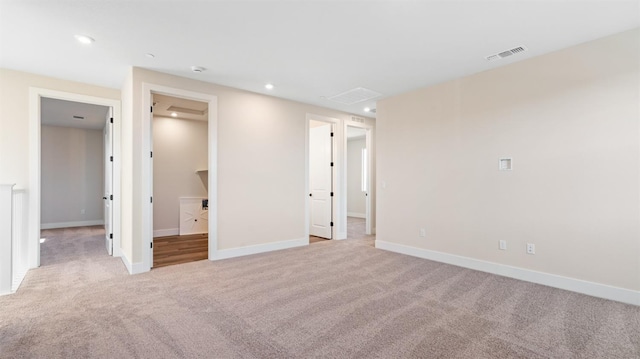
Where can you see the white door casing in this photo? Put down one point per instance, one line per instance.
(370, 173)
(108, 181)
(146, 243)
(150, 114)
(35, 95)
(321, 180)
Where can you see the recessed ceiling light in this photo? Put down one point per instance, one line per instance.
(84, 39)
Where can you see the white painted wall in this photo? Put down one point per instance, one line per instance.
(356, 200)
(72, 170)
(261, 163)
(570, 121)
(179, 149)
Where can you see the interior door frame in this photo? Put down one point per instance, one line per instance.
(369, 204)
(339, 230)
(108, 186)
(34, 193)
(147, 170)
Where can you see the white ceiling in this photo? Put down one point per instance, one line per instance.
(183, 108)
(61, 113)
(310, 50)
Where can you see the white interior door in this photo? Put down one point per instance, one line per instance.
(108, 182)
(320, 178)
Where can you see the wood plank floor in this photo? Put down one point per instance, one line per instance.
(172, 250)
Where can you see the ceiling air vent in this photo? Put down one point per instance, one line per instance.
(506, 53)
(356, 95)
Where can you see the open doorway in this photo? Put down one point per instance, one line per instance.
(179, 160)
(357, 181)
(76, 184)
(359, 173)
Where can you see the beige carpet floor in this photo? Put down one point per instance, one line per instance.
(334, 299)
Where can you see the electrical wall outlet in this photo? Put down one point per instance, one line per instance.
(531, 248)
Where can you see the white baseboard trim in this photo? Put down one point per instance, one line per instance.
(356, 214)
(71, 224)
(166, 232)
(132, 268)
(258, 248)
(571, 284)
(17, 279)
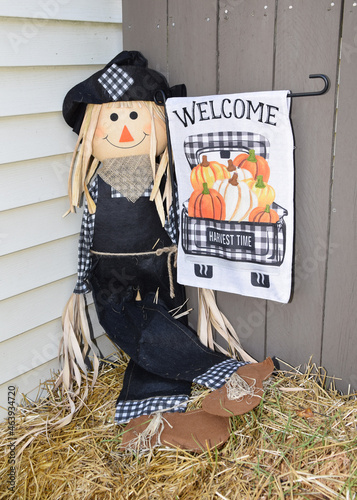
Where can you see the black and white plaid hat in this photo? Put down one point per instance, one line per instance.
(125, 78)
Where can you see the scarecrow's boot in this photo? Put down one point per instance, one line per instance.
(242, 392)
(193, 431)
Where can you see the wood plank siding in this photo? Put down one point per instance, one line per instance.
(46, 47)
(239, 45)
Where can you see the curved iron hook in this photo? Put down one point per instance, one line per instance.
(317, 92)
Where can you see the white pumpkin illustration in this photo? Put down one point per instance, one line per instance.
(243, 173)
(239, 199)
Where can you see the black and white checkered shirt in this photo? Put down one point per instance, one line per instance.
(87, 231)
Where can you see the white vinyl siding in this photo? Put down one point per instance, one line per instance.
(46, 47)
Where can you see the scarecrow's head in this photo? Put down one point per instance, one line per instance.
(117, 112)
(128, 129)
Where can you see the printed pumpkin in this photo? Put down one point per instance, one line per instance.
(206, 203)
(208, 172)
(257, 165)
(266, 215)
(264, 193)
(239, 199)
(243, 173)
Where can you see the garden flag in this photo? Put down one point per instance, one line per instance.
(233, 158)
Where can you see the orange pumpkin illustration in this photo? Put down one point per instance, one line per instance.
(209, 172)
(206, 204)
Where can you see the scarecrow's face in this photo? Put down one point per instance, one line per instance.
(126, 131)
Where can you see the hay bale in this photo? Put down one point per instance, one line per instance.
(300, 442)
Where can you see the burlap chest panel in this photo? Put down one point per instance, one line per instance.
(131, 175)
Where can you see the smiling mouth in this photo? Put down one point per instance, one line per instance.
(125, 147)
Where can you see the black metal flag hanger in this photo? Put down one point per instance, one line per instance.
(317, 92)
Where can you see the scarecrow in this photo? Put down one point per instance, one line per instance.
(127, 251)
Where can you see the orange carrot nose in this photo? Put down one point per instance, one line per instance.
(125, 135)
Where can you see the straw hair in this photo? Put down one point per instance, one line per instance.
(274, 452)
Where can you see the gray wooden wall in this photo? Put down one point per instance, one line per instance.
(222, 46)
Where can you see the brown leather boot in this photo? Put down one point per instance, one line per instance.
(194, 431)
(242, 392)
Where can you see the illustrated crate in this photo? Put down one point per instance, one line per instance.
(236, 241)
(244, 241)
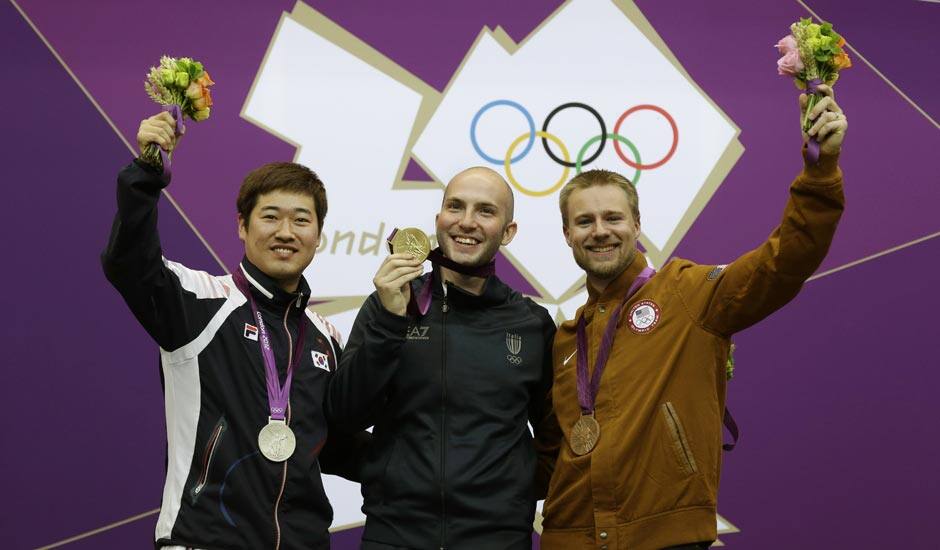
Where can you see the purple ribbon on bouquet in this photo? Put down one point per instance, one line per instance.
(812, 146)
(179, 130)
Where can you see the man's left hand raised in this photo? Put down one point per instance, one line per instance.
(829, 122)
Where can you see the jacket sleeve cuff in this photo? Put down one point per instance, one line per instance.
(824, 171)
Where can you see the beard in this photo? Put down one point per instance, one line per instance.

◆ ◆ ◆

## INSTRUCTION:
Starting at the line that has "Where can you see the gray" and continuing to the end of the items, lay out each line as a row of a Markdown table with the columns Row and Line. Skip blank lines, and leave out the picture lines.

## ANSWER TO THE TASK:
| Row | Line |
|---|---|
| 1 | Where can you see the gray wooden wall in this photo? Put down one point per instance, one line per instance. |
| 2 | (222, 46) |
| 3 | Where can you see the brown leather boot in this photo? Put down one point per instance, one line per instance. |
| 4 | (194, 431) |
| 5 | (242, 392) |
| 6 | Where can you see the illustrated crate in this photo? Put down one point per instance, one line per instance. |
| 7 | (236, 241) |
| 8 | (244, 241) |
| 9 | Where can you see the purple ribbon on bouquet in this photo? Put down one point per instance, one line per instance. |
| 10 | (812, 146) |
| 11 | (179, 130) |
| 12 | Where can you see the man's left hand raised in this photo? Put down one point per instance, one line per instance. |
| 13 | (829, 122) |
| 14 | Where can you see the jacket sleeve cuff in this photo? Put down one point per instance, one line per instance. |
| 15 | (824, 171) |
| 16 | Where can you see the beard in this photo? Put down one point per instance, one line per instance. |